[DOCUMENT SEGMENT Boundary: Start]
However, the other challenge was that he was waking in bed when he’d gone to sleep in his mum’s arms – how confusing!
For Crystal, the priority at that stage was teaching him how to go to sleep in his bed – and the approach they took for this was very gradual.
“I started with putting him in the cot and I would sit right beside it – leaning over and holding him, talking to him. When he cried, I would pick him up until he was calm and closer to sleep – then repeat.
There was a lot of picking up and putting down to start with, as he always objected to being put down,” Crystal says.
Although this process could take a couple of hours initially, as they neared the end of the first week, Elliot started getting it. “He knew he was going to be put down and he’d lie there while I stayed sitting beside the cot.
I did that for quite a while – until I knew he was really asleep – but I was happy being in the room, holding his hand or his shoulder as, for me, I had taken the really physical exertion out of getting him to sleep. The times he woke up in the night became so much easier too as it would be 15 or 20 minutes to help him back to sleep instead of over an hour bouncing around!”
Time brought a turnaround
Eventually, Crystal’s hard work paid off and Elliot slept through the night almost three weeks after they had started with Kellie. “I think I had got a bit tougher too and wouldn’t rush in to cuddle him quite so quickly.”
“The days of marathon efforts to get him to sleep – and eating cold dinner at 10pm before collapsing into bed ourselves feel, thankfully, like a distant memory now. It was amazing how much better I felt; my husband and I could spend some time together and I’m not cranky – I have more energy to put into Elliot during the day,” Crystal muses.
“He seems more settled now too and has gone from grazing to eating better meals. I’m not really a ‘routine’ person, but I think keeping things more consistent through the day helps Elliot know what’s coming.”
Sometimes a regression warrants a reset
Fast-forward 10 months and Crystal and Elliot’s lives are very different. Pregnant with her second baby and selling their house, Crystal noticed that all those changes had led to a sleep regression.
“I was having to virtually hold Elliot in the cot for him to go to sleep and now that my tummy had popped out, this was getting really hard work – so I called Kellie for another phone consult.”
This time Kellie’s aim was to get to the point where Elliot could put himself to sleep – so that they could put him down and leave the room. “We didn’t know what our evenings might look like soon, when our other baby arrived, so we wanted to prepare Elliot for this.”
Crystal still wanted to use a really gentle approach, so Kellie suggested a ‘gradual withdrawal’ technique – starting still in the room.
“I started by sitting on the chair next to the cot still touching Elliot but not holding him on his terms, and then eventually got to the floor not touching him, and the bed further over in the room.
Each time he’d stand up, I would lie him back down and say the same phrase over and over again.”
This time, Elliot responded more quickly. “I was surprised by how quickly the changes happened; there were huge differences even after only 3-4 days.
Eventually we got to the point where we could just say the phrase and leave the room. Now I finally feel like we’re a bit more ready to cope with bedtime when this new addition arrives.”
Finding what works
Initially when Elliot’s sleep regressed, Crystal attempted some further training with a local sleep consultant offering a deal.
“After a short time I was told that sleep training and attachment parenting don’t work. I knew this wasn’t true from my previous success with Kellie.
Kellie wasn’t so prescriptive.
She took the time to find out what would work for my style, family, and situation and I knew I had to contact her again.
If you feel involved in creating the solution, and feel comfortable with the task ahead, it makes it so much easier to stick to.
When you engage in sleep training, you’re tired – and it’s quite an emotional thing, so you need good support. Kellie made a world of difference!”
[DOCUMENT SEGMENT Boundary: End]
[INFORMATION Boundary: Start]
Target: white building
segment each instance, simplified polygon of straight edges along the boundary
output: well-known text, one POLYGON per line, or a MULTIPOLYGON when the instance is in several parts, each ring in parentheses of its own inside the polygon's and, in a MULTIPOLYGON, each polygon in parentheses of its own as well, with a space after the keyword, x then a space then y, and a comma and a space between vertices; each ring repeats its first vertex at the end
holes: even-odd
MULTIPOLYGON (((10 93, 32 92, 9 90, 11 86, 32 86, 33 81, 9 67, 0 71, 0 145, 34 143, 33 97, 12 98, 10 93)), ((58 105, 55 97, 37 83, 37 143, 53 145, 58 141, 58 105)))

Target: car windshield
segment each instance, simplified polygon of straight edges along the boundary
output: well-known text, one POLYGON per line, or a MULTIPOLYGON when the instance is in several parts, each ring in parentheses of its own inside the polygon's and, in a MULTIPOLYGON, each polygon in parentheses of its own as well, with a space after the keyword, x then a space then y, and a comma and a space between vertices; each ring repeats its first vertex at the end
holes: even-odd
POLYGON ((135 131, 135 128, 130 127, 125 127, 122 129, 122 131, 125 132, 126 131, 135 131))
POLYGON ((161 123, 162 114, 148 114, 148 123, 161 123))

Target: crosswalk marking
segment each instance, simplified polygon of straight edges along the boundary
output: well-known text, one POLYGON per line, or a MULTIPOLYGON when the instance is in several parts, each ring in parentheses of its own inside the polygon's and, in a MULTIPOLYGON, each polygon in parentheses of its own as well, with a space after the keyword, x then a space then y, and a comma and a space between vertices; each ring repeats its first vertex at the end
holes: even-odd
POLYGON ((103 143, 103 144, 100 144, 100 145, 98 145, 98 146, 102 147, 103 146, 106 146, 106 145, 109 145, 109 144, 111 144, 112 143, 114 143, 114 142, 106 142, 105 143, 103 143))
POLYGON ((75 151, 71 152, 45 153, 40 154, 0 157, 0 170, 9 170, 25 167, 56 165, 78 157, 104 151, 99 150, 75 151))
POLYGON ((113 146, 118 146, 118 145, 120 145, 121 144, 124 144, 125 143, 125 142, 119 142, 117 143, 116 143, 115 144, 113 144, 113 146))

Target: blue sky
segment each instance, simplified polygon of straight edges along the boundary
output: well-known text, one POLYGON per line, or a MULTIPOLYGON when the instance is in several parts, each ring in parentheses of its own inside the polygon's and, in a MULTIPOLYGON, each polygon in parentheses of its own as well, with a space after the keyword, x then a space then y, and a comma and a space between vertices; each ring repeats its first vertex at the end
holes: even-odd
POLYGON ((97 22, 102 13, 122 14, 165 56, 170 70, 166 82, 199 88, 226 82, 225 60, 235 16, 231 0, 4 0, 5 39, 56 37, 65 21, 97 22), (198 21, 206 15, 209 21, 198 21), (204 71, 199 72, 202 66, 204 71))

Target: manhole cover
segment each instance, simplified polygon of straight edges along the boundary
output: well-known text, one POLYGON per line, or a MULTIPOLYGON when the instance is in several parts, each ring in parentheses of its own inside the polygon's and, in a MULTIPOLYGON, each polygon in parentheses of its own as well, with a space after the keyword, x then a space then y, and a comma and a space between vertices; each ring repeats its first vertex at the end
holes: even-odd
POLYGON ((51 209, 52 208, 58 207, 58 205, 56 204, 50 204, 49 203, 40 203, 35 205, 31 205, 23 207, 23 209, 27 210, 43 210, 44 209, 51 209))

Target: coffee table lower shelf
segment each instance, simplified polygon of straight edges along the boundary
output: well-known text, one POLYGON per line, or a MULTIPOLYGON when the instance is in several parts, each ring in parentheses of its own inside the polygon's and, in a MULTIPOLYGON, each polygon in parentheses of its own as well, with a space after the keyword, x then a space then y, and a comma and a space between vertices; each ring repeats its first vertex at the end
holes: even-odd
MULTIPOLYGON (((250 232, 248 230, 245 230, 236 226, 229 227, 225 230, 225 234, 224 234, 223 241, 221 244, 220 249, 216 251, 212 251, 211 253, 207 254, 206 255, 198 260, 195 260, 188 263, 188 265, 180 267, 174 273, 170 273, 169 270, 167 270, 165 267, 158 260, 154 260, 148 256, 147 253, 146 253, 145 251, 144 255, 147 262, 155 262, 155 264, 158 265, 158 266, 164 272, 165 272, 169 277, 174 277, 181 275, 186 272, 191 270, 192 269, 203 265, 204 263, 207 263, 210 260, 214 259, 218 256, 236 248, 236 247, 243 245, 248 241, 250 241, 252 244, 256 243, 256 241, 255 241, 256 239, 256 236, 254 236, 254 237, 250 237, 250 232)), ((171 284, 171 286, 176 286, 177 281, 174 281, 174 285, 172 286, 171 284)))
[INFORMATION Boundary: End]
§ TASKS AND EXERCISES
• 1. According to the sleep-training account, how long after they started with Kellie did Elliot sleep through the night?
• 2. Return the passage of the sleep-training account starting with "However, the other" and going on through "sleep – then repeat.".
The listing has no connection to the sleep-training account.

§ YOUR RESPONSES
• 1. Almost three weeks.

• 2.
However, the other challenge was that he was waking in bed when he’d gone to sleep in his mum’s arms – how confusing!
For Crystal, the priority at that stage was teaching him how to go to sleep in his bed – and the approach they took for this was very gradual.
“I started with putting him in the cot and I would sit right beside it – leaning over and holding him, talking to him. When he cried, I would pick him up until he was calm and closer to sleep – then repeat.